**Point-based annotation data:**
====
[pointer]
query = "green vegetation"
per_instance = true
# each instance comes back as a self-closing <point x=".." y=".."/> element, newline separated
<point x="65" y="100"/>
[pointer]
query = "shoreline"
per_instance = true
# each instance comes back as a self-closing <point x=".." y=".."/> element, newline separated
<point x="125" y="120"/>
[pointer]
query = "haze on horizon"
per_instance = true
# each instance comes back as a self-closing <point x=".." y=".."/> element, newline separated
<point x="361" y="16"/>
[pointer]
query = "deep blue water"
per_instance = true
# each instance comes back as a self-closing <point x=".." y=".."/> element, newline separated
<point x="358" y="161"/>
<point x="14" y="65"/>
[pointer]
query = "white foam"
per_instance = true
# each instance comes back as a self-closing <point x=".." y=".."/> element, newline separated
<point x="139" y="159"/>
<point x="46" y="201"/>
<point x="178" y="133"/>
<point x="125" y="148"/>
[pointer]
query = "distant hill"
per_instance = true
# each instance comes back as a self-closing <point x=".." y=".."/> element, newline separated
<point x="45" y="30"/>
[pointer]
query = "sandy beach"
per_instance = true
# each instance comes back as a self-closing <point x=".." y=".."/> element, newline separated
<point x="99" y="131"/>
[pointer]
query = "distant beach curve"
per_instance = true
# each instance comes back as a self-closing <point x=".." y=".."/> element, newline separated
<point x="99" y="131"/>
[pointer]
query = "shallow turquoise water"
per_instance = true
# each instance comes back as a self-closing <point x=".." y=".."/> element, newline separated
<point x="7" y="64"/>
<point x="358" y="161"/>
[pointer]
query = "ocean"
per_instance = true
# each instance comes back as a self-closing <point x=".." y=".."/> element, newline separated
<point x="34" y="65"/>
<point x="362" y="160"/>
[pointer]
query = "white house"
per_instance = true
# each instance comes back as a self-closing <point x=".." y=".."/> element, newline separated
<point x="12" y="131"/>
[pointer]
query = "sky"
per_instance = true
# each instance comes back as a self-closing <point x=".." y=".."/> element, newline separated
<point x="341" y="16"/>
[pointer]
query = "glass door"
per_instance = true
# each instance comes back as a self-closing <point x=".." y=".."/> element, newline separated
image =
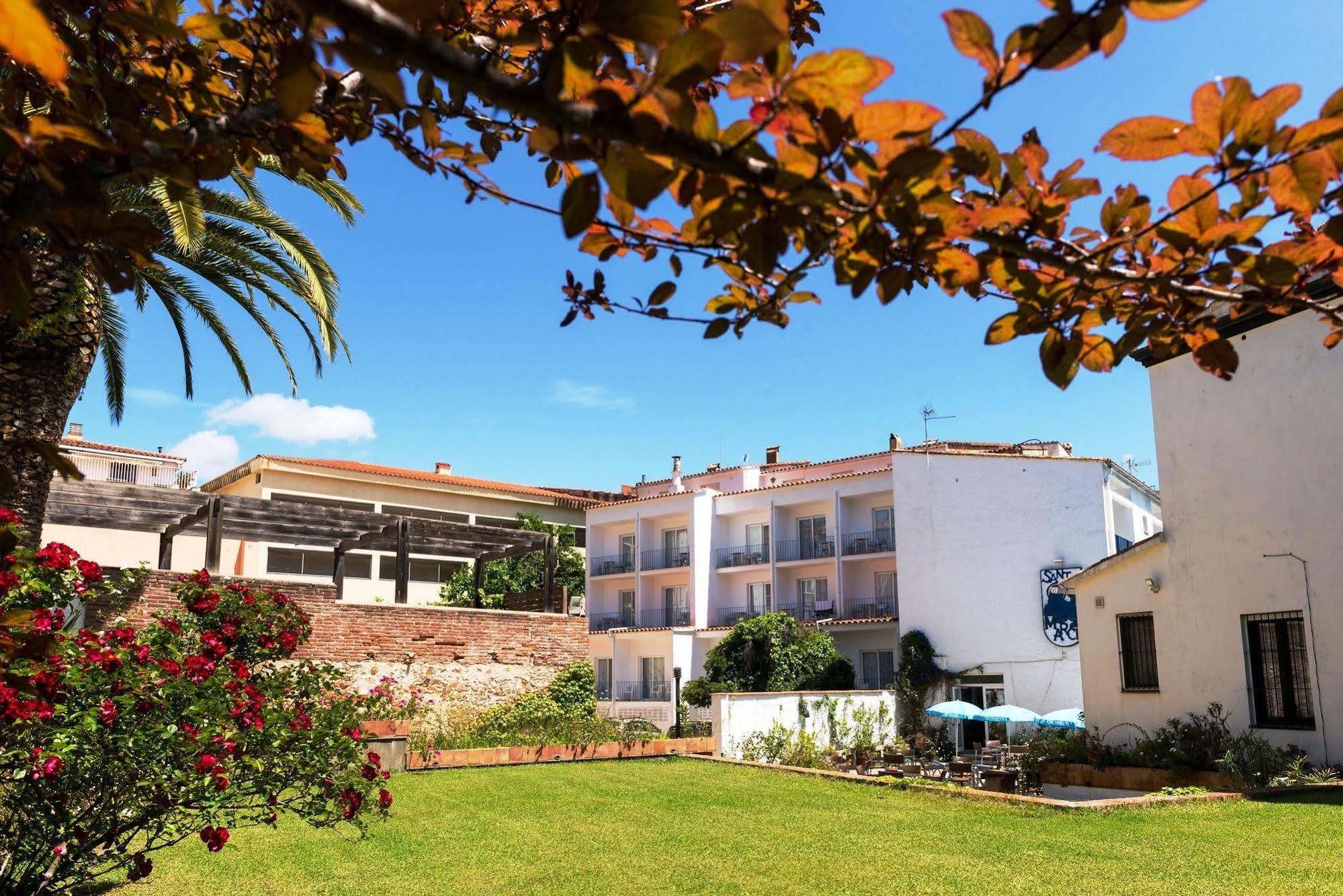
<point x="653" y="682"/>
<point x="627" y="609"/>
<point x="676" y="547"/>
<point x="758" y="598"/>
<point x="812" y="535"/>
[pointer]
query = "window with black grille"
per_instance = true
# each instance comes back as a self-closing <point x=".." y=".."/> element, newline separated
<point x="1279" y="671"/>
<point x="1138" y="652"/>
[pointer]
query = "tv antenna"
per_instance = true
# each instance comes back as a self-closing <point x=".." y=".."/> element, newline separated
<point x="931" y="414"/>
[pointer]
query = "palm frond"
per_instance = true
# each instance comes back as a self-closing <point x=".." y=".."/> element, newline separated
<point x="113" y="346"/>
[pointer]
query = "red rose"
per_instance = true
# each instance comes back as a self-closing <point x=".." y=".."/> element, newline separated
<point x="214" y="839"/>
<point x="90" y="572"/>
<point x="107" y="713"/>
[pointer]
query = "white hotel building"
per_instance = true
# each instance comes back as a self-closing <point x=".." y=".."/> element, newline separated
<point x="953" y="539"/>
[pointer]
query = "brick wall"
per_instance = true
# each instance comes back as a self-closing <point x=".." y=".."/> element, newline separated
<point x="466" y="660"/>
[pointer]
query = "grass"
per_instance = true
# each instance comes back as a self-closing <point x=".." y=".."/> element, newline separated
<point x="683" y="825"/>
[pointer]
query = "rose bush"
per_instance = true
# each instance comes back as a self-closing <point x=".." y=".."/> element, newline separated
<point x="121" y="742"/>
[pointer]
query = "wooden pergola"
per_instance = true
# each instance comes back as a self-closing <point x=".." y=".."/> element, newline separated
<point x="169" y="512"/>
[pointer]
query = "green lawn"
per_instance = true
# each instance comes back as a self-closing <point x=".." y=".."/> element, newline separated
<point x="683" y="825"/>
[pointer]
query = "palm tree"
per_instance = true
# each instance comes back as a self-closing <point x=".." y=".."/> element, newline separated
<point x="232" y="242"/>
====
**WHAT IS EXPECTED:** Please give only the number of lines in the data above that contain the string "water". Case counts.

**SOLUTION BELOW:** 2